Problems and tasks:
[1] Please translate this sentence from the passage on deferred tax assets into Spanish: "Such objective evidence limited the ability of the Company to consider in its evaluation certain subjective evidence such as the Company’s projections for future growth."
[2] In the passage on deferred tax assets, what did the cumulative loss over the three-year period ended June 30, 2017 constitute?
[3] Pick up the passage on deferred tax assets after its last sentence and write what comes next.

Passage provided:
· · · · ·

The Company recognizes deferred tax assets if realization of such assets is more-likely-than-not. In order to make this determination, the Company evaluates a number of factors including the ability to generate future taxable income from reversing taxable temporary differences, forecasts of financial and taxable income or loss, and the ability to carryback certain operating losses to refund taxes paid in prior years. The cumulative loss incurred over the three-year period ended June 30, 2017 constituted significant negative objective evidence against the Company’s ability to realize a benefit from its federal deferred tax assets. Such objective evidence limited the ability of the Company to consider in its evaluation certain subjective evidence such as the Company’s projections for future growth. On the basis of its evaluation, the Company determined that its deferred tax assets were not more-likely-than-not to be realized and that a valuation allowance against its deferred tax assets should continue to be maintained as of June 30, 2017.

· · · · ·

Excerpted data:

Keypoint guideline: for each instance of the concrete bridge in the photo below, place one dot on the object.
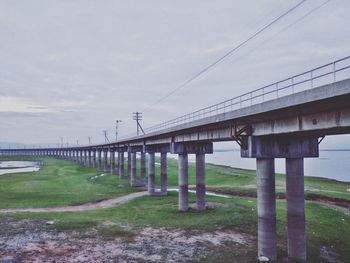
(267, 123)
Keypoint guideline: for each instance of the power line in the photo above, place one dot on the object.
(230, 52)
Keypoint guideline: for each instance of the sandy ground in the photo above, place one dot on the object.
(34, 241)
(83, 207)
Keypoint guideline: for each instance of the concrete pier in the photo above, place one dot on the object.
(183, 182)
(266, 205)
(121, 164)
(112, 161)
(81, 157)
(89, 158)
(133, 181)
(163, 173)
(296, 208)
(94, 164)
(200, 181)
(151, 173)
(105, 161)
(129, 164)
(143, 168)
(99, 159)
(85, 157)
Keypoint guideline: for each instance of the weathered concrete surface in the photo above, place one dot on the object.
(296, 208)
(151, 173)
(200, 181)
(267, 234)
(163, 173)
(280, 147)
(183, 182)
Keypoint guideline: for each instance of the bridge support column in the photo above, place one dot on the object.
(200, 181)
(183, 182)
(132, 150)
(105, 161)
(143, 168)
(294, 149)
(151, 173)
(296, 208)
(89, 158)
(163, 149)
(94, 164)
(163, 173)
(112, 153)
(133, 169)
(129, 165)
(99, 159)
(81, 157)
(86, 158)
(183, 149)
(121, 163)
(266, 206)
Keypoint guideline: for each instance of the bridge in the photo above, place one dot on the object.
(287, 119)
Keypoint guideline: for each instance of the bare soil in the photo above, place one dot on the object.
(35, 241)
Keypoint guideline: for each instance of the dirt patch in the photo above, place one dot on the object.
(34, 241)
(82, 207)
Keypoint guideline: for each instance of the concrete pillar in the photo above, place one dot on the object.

· · · · ·

Outputs by task:
[1] Dicha evidencia objetiva limitó la capacidad de la Compañía para considerar en su evaluación cierta evidencia subjetiva, como las proyecciones de la Compañía sobre su crecimiento futuro.

[2] Significant negative objective evidence against the Company’s ability to realize a benefit from its federal deferred tax assets.

[3]
The Company determines the interim income tax provision by applying the estimated effective income tax rate expected to be applicable for the full fiscal year to income before income taxes for the period. In determining the full year estimate, the Company does not include the estimated impact of unusual and/or infrequent items, which may cause significant variations in the customary relationship between income tax expense and income before income taxes.
The Company’s current effective income tax rate that has been applied to normal, recurring operations for the six months ended June 30, 2017 was 4.4%. The Company’s actual effective income tax rate was 2.7% for the six months ended June 30, 2017, which includes discrete tax expense associated with unrecognized tax benefit for the six months ended June 30, 2017.
At both June 30, 2017 and December 31, 2016, the Company had $20.2 million of gross unrecognized tax benefits, of which $13.2 million, would impact the effective income tax rate if recognized. It is reasonably possible that the total amount of the unrecognized tax benefit could change during the next 12 months. Although the Company cannot predict the timing of resolution with taxing authorities, if any, the Company believes it is reasonably possible that the total of the unrecognized tax benefits could change in the next twelve months due to settlement with tax authorities or expiration of the applicable statute of limitations. These unrecognized tax benefits primarily relate to apportionment of service revenues for corporate income tax purposes. Although the Company believes the tax accruals provided are reasonable, the final determination of tax returns under review or returns that may be reviewed in the future and any related litigation could result in tax liabilities that materially differ from our historical income tax provisions and accruals.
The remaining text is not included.